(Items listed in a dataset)
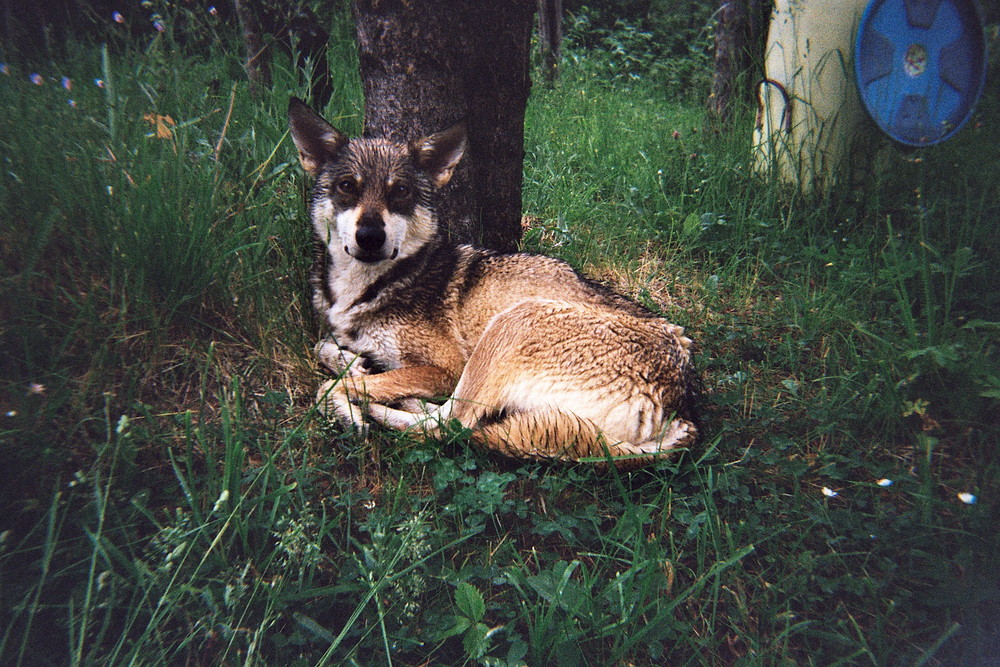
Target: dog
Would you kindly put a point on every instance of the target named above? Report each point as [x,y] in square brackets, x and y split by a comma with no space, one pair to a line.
[537,361]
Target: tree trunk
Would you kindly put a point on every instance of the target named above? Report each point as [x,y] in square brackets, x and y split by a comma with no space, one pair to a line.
[258,64]
[550,36]
[739,53]
[428,64]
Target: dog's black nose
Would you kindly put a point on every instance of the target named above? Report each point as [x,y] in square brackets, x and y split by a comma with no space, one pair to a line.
[370,238]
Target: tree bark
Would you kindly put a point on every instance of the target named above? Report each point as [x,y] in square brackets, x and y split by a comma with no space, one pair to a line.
[428,64]
[739,53]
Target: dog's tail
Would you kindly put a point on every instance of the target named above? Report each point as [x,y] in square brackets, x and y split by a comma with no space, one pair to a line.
[552,435]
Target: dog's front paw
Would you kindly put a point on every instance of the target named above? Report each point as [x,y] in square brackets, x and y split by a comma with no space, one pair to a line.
[333,402]
[338,360]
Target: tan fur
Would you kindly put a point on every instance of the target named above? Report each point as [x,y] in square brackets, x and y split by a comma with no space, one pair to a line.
[537,361]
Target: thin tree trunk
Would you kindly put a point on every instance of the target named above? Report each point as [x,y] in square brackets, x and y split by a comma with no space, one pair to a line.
[257,65]
[429,64]
[550,36]
[739,53]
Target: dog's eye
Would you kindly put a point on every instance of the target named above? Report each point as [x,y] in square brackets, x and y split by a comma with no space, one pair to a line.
[347,187]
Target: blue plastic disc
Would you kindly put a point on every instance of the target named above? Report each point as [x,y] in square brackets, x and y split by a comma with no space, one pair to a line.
[920,66]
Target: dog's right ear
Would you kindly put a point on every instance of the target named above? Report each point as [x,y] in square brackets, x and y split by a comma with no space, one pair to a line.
[316,140]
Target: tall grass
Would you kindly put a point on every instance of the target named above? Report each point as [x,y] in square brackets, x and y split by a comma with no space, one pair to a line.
[171,495]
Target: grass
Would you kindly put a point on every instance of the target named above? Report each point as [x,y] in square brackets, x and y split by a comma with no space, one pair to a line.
[171,495]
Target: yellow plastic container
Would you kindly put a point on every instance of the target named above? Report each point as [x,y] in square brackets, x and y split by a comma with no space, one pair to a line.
[809,114]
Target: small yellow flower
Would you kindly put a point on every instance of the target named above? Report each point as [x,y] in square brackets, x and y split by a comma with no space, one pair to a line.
[162,125]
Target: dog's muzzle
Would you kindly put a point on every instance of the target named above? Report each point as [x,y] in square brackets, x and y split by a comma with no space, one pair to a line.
[371,244]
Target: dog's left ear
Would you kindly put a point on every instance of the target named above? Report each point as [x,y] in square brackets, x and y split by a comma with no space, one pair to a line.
[440,152]
[317,141]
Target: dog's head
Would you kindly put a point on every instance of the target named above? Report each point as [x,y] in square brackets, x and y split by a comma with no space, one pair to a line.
[373,197]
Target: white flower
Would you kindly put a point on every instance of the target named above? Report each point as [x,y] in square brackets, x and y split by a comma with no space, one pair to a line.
[223,497]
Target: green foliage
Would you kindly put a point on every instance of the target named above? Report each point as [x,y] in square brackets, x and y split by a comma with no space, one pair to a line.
[171,496]
[668,44]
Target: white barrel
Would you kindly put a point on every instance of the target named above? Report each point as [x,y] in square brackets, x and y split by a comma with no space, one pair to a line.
[809,111]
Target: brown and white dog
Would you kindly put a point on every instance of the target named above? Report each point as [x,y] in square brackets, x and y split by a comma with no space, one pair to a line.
[536,360]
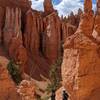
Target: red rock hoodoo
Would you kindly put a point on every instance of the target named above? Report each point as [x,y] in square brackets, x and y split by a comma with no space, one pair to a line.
[80,67]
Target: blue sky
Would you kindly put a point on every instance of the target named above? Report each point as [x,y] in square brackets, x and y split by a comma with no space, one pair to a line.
[64,7]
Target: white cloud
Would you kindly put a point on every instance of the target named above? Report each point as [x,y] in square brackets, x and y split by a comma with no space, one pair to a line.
[64,8]
[37,4]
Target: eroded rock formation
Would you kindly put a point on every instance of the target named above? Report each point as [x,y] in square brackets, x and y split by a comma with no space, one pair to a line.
[80,67]
[7,86]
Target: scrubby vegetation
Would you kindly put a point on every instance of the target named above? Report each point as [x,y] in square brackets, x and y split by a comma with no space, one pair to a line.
[55,76]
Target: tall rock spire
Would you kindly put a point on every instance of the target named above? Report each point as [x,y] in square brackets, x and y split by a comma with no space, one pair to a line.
[48,7]
[98,6]
[88,5]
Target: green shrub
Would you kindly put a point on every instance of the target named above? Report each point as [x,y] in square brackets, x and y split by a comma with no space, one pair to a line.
[55,76]
[14,72]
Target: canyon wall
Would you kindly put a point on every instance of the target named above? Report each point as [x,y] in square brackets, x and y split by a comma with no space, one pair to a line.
[33,39]
[81,60]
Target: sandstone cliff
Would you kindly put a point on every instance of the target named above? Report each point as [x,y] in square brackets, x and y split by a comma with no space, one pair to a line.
[80,67]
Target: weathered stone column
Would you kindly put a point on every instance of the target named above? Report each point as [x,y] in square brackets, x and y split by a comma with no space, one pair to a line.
[80,68]
[12,26]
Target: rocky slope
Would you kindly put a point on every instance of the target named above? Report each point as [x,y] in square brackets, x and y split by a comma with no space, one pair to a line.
[32,38]
[80,67]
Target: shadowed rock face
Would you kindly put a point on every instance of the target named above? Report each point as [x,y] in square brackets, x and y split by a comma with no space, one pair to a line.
[23,4]
[7,86]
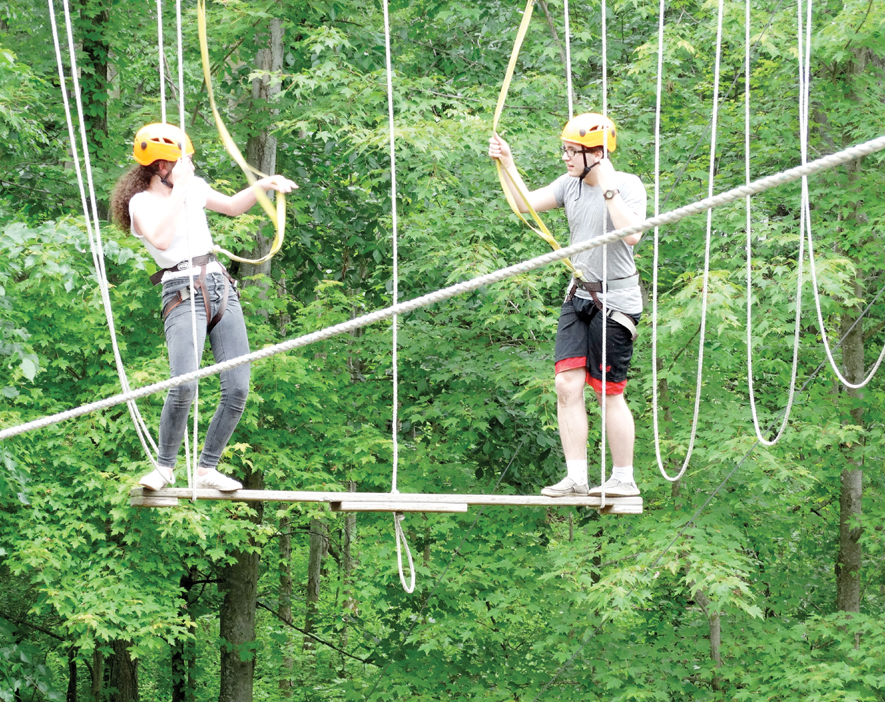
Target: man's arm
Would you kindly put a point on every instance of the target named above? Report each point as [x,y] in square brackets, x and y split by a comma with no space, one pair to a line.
[618,209]
[541,199]
[235,205]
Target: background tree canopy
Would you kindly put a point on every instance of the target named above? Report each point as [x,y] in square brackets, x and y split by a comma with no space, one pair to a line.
[775,591]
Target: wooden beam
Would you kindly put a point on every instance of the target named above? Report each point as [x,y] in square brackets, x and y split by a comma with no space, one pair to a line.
[613,505]
[392,506]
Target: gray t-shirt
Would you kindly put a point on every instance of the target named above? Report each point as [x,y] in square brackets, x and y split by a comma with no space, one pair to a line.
[588,219]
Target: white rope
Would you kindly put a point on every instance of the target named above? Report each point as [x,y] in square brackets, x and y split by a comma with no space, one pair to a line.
[706,277]
[568,62]
[761,185]
[401,539]
[161,61]
[397,517]
[604,32]
[191,462]
[796,333]
[806,217]
[394,237]
[95,242]
[604,402]
[655,261]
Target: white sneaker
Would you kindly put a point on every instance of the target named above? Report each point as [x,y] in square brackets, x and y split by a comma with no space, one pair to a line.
[213,480]
[565,488]
[616,488]
[157,480]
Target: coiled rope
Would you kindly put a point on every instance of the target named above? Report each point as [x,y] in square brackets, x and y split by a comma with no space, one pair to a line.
[90,215]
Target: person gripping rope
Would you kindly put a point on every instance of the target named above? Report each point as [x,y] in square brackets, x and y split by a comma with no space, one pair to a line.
[597,199]
[163,204]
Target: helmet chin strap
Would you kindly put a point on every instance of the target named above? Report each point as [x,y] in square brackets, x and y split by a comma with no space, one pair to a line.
[587,170]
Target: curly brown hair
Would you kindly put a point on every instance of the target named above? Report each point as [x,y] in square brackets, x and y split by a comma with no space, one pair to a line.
[136,180]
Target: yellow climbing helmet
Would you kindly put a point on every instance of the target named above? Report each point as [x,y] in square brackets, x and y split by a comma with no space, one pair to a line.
[590,129]
[160,142]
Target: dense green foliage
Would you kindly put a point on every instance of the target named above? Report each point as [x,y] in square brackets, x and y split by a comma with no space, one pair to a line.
[508,600]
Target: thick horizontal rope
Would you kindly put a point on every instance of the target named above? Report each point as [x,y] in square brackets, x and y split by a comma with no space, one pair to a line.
[671,217]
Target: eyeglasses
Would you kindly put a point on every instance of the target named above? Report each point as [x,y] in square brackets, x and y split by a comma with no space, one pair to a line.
[570,151]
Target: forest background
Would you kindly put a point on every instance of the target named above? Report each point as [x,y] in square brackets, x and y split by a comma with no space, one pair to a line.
[775,590]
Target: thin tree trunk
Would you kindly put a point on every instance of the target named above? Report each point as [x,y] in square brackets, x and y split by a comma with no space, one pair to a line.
[237,616]
[97,675]
[122,673]
[261,150]
[71,695]
[182,653]
[347,566]
[286,682]
[318,549]
[715,621]
[848,561]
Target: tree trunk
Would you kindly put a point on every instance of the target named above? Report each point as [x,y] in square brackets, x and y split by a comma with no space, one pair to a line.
[122,673]
[71,695]
[239,583]
[715,621]
[286,682]
[848,561]
[347,565]
[261,150]
[318,548]
[182,660]
[97,675]
[93,79]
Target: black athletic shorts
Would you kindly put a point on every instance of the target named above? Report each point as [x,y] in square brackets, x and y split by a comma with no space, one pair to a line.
[579,345]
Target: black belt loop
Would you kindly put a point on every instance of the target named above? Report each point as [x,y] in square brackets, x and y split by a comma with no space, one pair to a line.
[157,278]
[200,284]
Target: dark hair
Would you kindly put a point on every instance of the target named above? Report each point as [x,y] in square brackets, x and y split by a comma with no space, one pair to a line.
[136,180]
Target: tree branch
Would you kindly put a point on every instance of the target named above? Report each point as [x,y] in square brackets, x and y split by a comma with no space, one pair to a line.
[315,638]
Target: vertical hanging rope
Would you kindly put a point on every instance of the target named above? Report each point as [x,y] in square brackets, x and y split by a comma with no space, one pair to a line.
[397,517]
[796,334]
[603,404]
[706,275]
[161,61]
[568,61]
[806,211]
[655,256]
[93,227]
[191,463]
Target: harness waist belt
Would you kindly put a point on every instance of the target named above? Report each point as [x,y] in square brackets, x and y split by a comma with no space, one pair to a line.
[157,277]
[611,285]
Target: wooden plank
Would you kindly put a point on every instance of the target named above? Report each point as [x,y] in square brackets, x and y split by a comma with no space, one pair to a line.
[148,500]
[390,506]
[402,498]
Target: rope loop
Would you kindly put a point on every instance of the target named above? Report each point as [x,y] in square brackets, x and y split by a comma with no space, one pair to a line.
[400,544]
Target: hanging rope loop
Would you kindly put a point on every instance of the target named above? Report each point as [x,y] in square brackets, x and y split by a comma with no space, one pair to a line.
[400,544]
[276,213]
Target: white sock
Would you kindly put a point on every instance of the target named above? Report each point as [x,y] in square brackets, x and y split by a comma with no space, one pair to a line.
[577,471]
[624,474]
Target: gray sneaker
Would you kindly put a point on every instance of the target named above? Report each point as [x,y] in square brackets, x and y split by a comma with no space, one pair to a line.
[615,488]
[157,479]
[565,488]
[213,480]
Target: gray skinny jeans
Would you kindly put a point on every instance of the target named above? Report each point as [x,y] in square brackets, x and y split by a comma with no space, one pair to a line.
[228,340]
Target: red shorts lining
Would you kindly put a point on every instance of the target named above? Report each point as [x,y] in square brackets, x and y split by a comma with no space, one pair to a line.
[570,364]
[610,387]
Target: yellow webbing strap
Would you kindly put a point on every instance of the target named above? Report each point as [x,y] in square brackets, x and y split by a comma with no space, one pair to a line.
[511,173]
[277,215]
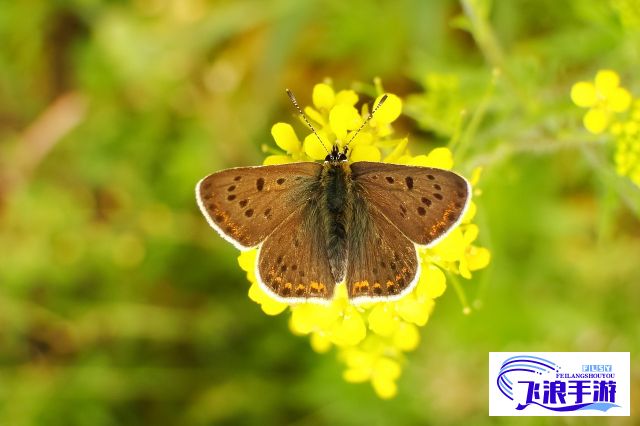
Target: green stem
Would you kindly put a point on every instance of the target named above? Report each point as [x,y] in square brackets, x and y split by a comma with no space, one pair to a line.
[462,296]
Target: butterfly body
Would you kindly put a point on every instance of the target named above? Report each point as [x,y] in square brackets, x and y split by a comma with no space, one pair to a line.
[337,211]
[317,225]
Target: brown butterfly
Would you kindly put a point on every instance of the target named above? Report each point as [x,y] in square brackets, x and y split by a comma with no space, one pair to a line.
[317,225]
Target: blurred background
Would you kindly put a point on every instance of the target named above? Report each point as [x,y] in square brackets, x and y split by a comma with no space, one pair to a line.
[119,305]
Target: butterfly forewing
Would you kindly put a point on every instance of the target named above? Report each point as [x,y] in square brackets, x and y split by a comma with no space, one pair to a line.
[246,204]
[293,263]
[383,263]
[424,203]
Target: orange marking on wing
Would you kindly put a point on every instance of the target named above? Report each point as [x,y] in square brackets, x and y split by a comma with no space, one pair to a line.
[318,288]
[360,287]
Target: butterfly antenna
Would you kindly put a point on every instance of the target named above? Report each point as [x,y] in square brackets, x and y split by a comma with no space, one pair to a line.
[384,98]
[304,117]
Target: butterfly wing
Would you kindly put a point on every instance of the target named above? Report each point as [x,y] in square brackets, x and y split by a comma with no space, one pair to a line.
[383,263]
[424,203]
[293,264]
[246,204]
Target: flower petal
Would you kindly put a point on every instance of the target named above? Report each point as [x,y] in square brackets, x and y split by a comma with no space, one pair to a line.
[285,137]
[277,159]
[432,282]
[441,158]
[452,247]
[346,97]
[350,330]
[323,96]
[390,110]
[619,100]
[269,305]
[343,118]
[596,120]
[362,152]
[313,148]
[384,387]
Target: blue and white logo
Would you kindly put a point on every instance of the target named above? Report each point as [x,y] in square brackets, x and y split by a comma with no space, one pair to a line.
[559,384]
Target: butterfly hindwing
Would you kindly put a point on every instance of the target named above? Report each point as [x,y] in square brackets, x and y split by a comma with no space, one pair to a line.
[424,203]
[293,263]
[246,204]
[383,263]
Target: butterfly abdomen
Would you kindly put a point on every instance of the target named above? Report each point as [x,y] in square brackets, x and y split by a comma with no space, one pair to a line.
[336,180]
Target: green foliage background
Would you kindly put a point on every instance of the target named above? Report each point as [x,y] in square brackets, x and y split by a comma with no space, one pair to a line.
[119,306]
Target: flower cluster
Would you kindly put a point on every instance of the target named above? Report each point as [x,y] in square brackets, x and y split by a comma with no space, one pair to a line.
[371,338]
[613,109]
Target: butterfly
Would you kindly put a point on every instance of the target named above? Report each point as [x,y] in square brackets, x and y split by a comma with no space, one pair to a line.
[319,224]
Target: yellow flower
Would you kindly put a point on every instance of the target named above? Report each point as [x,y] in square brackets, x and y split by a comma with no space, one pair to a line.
[627,154]
[604,98]
[370,339]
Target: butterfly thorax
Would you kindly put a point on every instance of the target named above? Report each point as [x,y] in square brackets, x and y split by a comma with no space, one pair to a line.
[337,187]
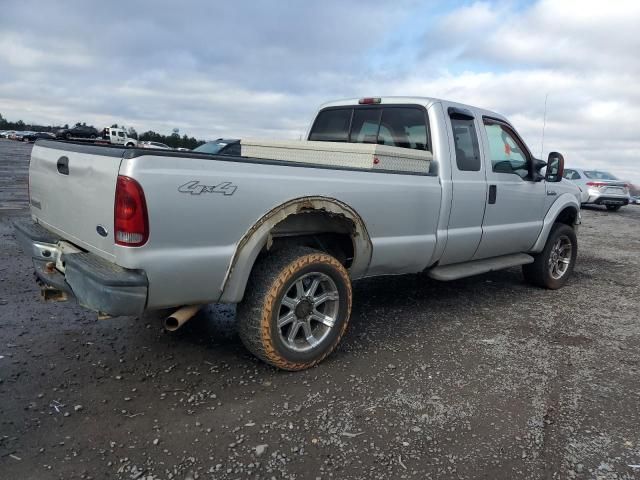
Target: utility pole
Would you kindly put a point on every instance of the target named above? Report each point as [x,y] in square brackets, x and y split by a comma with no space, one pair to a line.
[544,124]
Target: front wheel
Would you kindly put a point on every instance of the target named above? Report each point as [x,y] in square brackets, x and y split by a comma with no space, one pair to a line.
[296,308]
[553,266]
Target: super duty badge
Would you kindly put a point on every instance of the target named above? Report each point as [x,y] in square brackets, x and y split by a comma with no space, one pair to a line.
[194,187]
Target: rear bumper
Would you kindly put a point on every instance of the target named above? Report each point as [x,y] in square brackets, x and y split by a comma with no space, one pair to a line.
[96,283]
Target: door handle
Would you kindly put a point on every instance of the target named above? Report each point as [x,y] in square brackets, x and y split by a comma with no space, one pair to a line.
[493,192]
[63,165]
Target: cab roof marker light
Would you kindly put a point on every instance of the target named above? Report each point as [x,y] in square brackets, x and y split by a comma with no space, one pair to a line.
[369,100]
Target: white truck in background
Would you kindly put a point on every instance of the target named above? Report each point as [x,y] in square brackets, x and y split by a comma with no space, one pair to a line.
[118,136]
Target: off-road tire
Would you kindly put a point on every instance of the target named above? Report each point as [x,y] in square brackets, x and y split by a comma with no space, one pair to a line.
[270,279]
[537,273]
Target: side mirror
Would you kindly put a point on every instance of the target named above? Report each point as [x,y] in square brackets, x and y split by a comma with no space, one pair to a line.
[555,167]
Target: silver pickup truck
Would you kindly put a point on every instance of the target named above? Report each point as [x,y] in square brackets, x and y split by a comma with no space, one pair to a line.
[381,186]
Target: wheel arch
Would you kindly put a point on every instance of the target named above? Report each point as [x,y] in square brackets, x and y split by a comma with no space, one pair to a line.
[565,209]
[296,218]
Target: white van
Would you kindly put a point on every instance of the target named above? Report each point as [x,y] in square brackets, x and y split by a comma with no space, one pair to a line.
[118,136]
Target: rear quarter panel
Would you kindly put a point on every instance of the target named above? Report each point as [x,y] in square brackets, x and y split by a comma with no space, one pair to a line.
[194,236]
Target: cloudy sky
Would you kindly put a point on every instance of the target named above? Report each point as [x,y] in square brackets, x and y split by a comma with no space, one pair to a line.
[260,68]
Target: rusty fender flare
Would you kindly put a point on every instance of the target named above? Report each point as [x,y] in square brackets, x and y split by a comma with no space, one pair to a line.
[258,235]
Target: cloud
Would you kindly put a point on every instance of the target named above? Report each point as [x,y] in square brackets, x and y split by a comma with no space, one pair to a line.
[261,68]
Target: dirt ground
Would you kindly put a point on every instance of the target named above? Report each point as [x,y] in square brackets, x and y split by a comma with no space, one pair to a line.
[485,377]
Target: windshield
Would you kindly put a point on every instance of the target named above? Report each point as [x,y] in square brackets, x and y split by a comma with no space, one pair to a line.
[597,175]
[211,147]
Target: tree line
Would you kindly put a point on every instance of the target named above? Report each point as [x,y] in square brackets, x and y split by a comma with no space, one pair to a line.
[174,140]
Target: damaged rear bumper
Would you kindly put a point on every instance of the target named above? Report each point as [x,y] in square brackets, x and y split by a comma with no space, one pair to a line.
[64,271]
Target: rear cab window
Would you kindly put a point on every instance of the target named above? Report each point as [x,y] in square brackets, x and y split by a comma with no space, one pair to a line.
[508,152]
[402,126]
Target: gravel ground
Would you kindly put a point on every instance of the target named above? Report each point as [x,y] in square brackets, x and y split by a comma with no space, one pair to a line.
[485,377]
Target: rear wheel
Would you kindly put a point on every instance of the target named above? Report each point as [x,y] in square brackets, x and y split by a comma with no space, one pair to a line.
[553,266]
[296,308]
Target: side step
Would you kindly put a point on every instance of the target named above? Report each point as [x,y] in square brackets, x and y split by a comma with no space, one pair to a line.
[475,267]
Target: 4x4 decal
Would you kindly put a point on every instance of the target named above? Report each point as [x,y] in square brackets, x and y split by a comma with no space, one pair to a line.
[194,187]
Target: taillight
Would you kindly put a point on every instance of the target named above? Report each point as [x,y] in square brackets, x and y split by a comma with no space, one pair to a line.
[131,222]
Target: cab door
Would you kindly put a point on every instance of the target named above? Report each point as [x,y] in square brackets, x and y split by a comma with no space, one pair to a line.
[515,202]
[469,187]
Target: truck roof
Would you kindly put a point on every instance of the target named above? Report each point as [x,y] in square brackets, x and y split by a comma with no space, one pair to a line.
[424,101]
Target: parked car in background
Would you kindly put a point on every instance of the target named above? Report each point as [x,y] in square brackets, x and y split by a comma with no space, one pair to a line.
[156,145]
[79,131]
[33,136]
[118,136]
[221,146]
[598,187]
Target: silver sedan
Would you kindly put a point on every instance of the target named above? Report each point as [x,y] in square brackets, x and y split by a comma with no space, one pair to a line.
[599,188]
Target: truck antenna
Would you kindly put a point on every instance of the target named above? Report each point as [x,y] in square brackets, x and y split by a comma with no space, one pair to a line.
[544,124]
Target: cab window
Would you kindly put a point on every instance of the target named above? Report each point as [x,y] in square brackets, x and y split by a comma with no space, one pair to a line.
[571,174]
[396,126]
[332,125]
[466,143]
[507,153]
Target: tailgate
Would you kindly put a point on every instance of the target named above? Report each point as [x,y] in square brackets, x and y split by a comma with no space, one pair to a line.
[72,189]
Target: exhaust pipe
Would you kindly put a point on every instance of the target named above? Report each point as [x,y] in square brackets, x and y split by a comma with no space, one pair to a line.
[180,317]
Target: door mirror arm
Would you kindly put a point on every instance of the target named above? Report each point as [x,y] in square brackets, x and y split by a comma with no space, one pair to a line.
[538,165]
[555,167]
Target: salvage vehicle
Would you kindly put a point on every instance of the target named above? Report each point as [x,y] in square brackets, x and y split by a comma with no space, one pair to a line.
[599,188]
[381,186]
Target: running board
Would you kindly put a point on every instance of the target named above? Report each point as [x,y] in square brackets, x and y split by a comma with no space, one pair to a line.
[467,269]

*WHAT YOU WILL DO*. Reproduce only the lines from the line containing "Target: cab window" to the last line of the material above, both of those lines included.

*EXERCISE OUTPUT*.
Target: cab window
Would you kindly put a point on every instance of the target named above? Report each point as [x,y] in square brackets, x and y split by a comma with no space, one pair to a line.
[571,174]
[396,126]
[332,125]
[466,143]
[507,153]
Target: tailgate
Would you kindly put a point on every instance of the target named above? Report each point as [x,y] in square brackets, x and y split by a comma with no space, one pair to a line.
[72,189]
Target: exhaust pipe
Would you kindly put a point on every instance of the target named above? Report each point as [x,y] in square brackets, x and y split by a comma with no space, one pair to a line.
[180,317]
Target: door mirror arm
Would you kindly put a point on every instance of the target named above? Report each point as [x,y] in square brackets, x and y split by a comma with no space, one pair to a line.
[538,165]
[555,167]
Target: salvage vehicle
Would you kindly put a point on every instance of the target named above? Report each point as [x,y] in square brackets, x and y split by a comma with no space, one pair to a line.
[599,188]
[381,186]
Target: running board
Would you kindly put a point on every instance of the target named above? Report each point as [x,y] in square brackets, x and y split by a comma with no space, one pair to a line.
[467,269]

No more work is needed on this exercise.